_TEXT PASSAGE:_
Introduction
At Google’s annual developer conference, Google I/O 2025, major announcements highlighted the convergence of artificial intelligence and the web platform.
For web developers, the focus has expanded beyond cloud-hosted model endpoints. The industry is seeing a shift toward on-device AI execution, allowing developers to run lightweight LLMs directly inside the client browser.
This article reviews the key web-focused AI announcements from Google I/O 2025 and explains how they will influence frontend application architecture.
1. On-Device AI in Chrome: Standardizing Built-in AI APIs
The most talked-about web update at Google I/O 2025 was the release of Chrome’s native Built-in AI API, which runs Google’s lightweight Gemini Nano model directly in the browser.
Traditionally, adding AI features (such as summarization or translations) to a web app required hosting expensive models server-side or routing client calls through secure proxy servers to protect API keys.
Chrome’s Built-in AI changes this by offloading processing to the user’s local hardware, running tasks locally and for free.

_EXERCISE PROMPT:_ In the article on Google I/O 2025, which model does Chrome's Built-in AI API run directly in the browser? The records are separate material, not part of the article on Google I/O 2025.

_INFORMATION:_

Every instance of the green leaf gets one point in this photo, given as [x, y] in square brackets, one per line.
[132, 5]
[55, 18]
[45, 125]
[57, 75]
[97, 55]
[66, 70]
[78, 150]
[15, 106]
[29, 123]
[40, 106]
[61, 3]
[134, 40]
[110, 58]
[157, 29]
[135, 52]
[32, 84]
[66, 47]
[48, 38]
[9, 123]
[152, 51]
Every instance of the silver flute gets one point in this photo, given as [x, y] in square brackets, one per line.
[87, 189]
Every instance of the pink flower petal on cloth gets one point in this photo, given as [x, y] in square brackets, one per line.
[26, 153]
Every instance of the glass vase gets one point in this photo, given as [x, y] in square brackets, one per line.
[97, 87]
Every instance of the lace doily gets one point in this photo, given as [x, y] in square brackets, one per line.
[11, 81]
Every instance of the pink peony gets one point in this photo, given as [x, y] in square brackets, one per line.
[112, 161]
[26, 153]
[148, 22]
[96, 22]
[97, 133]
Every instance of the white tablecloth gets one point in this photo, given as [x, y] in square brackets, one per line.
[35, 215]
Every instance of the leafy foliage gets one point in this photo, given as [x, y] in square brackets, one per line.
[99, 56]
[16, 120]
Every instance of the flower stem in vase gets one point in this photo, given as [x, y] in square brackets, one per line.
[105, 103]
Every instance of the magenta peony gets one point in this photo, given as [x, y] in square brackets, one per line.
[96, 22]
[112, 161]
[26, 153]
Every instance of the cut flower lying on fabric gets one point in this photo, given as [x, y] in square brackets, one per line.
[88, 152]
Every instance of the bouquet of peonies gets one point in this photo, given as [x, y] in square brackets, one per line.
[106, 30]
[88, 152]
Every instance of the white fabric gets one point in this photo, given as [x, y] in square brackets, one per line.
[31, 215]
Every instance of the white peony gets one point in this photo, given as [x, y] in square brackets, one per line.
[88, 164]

_RESULT BELOW:_ Google's lightweight Gemini Nano model.